## Given task:
Reproduce every line of the material below verbatim, without changing, adding, or omitting any characters.

## Information given:
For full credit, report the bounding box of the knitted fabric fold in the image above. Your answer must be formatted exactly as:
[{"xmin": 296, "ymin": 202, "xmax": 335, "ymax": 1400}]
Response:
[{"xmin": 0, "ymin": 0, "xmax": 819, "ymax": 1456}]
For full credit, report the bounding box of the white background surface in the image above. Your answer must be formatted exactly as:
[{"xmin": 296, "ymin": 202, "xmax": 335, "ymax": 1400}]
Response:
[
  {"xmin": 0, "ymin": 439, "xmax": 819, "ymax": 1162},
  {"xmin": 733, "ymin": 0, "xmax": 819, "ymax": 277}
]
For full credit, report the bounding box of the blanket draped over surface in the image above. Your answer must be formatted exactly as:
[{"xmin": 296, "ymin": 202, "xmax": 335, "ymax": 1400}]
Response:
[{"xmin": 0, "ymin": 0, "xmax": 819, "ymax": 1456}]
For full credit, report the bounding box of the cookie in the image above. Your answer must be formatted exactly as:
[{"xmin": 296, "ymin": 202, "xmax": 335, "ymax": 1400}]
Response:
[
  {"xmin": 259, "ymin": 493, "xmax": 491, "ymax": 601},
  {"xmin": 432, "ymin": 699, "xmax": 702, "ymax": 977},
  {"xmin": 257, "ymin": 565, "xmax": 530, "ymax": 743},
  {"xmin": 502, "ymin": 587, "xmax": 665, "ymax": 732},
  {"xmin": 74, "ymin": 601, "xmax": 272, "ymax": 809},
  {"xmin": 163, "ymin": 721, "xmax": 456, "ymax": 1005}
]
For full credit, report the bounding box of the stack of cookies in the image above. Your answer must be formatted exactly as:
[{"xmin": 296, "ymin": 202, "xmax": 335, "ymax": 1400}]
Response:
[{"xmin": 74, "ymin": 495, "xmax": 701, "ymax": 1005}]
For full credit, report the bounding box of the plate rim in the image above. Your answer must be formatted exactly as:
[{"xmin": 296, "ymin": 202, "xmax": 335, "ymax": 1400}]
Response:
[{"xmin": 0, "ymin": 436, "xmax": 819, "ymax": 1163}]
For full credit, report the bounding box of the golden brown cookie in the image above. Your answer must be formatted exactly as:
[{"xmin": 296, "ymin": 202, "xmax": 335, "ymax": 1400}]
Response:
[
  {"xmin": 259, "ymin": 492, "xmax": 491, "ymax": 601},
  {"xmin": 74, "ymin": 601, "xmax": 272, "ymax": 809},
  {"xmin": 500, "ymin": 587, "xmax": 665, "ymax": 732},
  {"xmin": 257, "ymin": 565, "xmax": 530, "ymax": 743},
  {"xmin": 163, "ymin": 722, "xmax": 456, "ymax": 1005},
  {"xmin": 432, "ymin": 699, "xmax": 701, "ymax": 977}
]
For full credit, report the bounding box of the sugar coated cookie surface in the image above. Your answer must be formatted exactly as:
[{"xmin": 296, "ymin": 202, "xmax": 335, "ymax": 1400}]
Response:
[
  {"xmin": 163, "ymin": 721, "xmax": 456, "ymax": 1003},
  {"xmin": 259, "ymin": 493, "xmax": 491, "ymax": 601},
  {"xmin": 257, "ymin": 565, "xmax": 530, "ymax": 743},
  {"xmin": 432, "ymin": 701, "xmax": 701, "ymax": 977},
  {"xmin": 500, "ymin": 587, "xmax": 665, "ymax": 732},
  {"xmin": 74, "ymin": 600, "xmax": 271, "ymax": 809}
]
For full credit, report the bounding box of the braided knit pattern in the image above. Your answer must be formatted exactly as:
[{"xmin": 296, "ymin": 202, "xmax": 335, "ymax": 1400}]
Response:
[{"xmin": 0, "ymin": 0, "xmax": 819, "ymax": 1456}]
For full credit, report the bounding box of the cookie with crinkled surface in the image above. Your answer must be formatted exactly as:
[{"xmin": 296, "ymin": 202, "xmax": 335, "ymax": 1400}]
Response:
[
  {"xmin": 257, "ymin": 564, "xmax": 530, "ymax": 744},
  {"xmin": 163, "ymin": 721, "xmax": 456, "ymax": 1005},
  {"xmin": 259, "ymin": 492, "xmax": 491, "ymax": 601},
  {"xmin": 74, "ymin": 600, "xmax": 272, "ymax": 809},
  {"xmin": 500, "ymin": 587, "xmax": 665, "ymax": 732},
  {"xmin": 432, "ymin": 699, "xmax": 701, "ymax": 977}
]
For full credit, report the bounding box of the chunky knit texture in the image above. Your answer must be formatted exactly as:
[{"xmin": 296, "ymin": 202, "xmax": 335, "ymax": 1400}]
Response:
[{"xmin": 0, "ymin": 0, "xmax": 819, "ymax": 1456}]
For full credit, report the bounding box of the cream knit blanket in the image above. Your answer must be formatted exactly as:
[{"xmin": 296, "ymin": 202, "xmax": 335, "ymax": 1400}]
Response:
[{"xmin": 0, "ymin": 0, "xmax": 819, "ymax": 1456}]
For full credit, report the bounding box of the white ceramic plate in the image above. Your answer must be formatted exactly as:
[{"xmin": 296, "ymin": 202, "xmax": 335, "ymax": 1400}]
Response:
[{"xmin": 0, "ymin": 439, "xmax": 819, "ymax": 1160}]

## Result for this task:
For full credit, report the bounding box of the knitted fabric fold in the image above. Your answer must be formatted exactly as:
[{"xmin": 296, "ymin": 202, "xmax": 335, "ymax": 1400}]
Response:
[{"xmin": 0, "ymin": 0, "xmax": 819, "ymax": 1456}]
For full credit, report the bounding box of the white background surface in the image above. Your answer must be formatted exactly as:
[{"xmin": 296, "ymin": 202, "xmax": 335, "ymax": 1400}]
Response:
[
  {"xmin": 0, "ymin": 439, "xmax": 819, "ymax": 1162},
  {"xmin": 733, "ymin": 0, "xmax": 819, "ymax": 277}
]
For full credit, report the bounding box of the blanket draped over surface in the image above. Your answer must be formatted exactly as:
[{"xmin": 296, "ymin": 202, "xmax": 335, "ymax": 1400}]
Response:
[{"xmin": 0, "ymin": 0, "xmax": 819, "ymax": 1456}]
For full credit, report the bounding box of the cookie in the image above. Your answer must be formatted exactly as:
[{"xmin": 296, "ymin": 202, "xmax": 335, "ymax": 1400}]
Response:
[
  {"xmin": 259, "ymin": 493, "xmax": 491, "ymax": 601},
  {"xmin": 432, "ymin": 699, "xmax": 702, "ymax": 977},
  {"xmin": 257, "ymin": 565, "xmax": 530, "ymax": 743},
  {"xmin": 502, "ymin": 587, "xmax": 665, "ymax": 732},
  {"xmin": 74, "ymin": 601, "xmax": 272, "ymax": 809},
  {"xmin": 163, "ymin": 721, "xmax": 456, "ymax": 1005}
]
For full credit, report the bounding box of the stack of cookies in the image above. Your answer must be formatted exactly as:
[{"xmin": 296, "ymin": 202, "xmax": 335, "ymax": 1400}]
Response:
[{"xmin": 74, "ymin": 495, "xmax": 701, "ymax": 1005}]
For full credit, report the bounding box of the plate rim in the image above. Your answer must be formatted exactly as:
[{"xmin": 296, "ymin": 202, "xmax": 335, "ymax": 1400}]
Response:
[{"xmin": 0, "ymin": 436, "xmax": 819, "ymax": 1163}]
For full credit, report the bounding box of the golden brown cookie in the image above. Your answer must be formatted exactly as:
[{"xmin": 296, "ymin": 202, "xmax": 335, "ymax": 1400}]
Response:
[
  {"xmin": 259, "ymin": 492, "xmax": 491, "ymax": 601},
  {"xmin": 74, "ymin": 601, "xmax": 272, "ymax": 809},
  {"xmin": 500, "ymin": 587, "xmax": 665, "ymax": 732},
  {"xmin": 257, "ymin": 565, "xmax": 530, "ymax": 743},
  {"xmin": 163, "ymin": 722, "xmax": 456, "ymax": 1005},
  {"xmin": 432, "ymin": 699, "xmax": 701, "ymax": 977}
]
For full credit, report the bounding box of the sugar coated cookie surface in the image above. Your answer must be formatted exactly as:
[{"xmin": 296, "ymin": 202, "xmax": 335, "ymax": 1400}]
Response:
[
  {"xmin": 163, "ymin": 721, "xmax": 456, "ymax": 1003},
  {"xmin": 259, "ymin": 493, "xmax": 491, "ymax": 601},
  {"xmin": 257, "ymin": 565, "xmax": 530, "ymax": 743},
  {"xmin": 432, "ymin": 701, "xmax": 701, "ymax": 977},
  {"xmin": 500, "ymin": 587, "xmax": 665, "ymax": 732},
  {"xmin": 74, "ymin": 600, "xmax": 271, "ymax": 809}
]
For full credit, report the bounding box of the braided knit pattern in the image above. Your answer must be formatted exactly as:
[{"xmin": 296, "ymin": 202, "xmax": 335, "ymax": 1400}]
Response:
[{"xmin": 0, "ymin": 0, "xmax": 819, "ymax": 1456}]
For full credit, report the bounding box of the cookie with crinkled surface in the image above. Your answer must be formatted exactly as:
[{"xmin": 296, "ymin": 202, "xmax": 335, "ymax": 1400}]
Response:
[
  {"xmin": 257, "ymin": 564, "xmax": 530, "ymax": 744},
  {"xmin": 163, "ymin": 721, "xmax": 456, "ymax": 1005},
  {"xmin": 259, "ymin": 492, "xmax": 491, "ymax": 601},
  {"xmin": 74, "ymin": 600, "xmax": 272, "ymax": 809},
  {"xmin": 500, "ymin": 587, "xmax": 665, "ymax": 732},
  {"xmin": 432, "ymin": 699, "xmax": 701, "ymax": 977}
]
For full credit, report the bounding box of the chunky knit texture in the image above. Your answer must be formatted exactly as:
[{"xmin": 296, "ymin": 202, "xmax": 335, "ymax": 1400}]
Response:
[{"xmin": 0, "ymin": 0, "xmax": 819, "ymax": 1456}]
For full credit, report the bounding box of the cream knit blanket in the image above. Your answer must be formatted exactly as:
[{"xmin": 296, "ymin": 202, "xmax": 335, "ymax": 1400}]
Response:
[{"xmin": 0, "ymin": 0, "xmax": 819, "ymax": 1456}]
For full credit, report the bounding box of the white ceramic plate in the image above. Your answer must be formatted exactly as:
[{"xmin": 296, "ymin": 202, "xmax": 335, "ymax": 1400}]
Response:
[{"xmin": 0, "ymin": 439, "xmax": 819, "ymax": 1160}]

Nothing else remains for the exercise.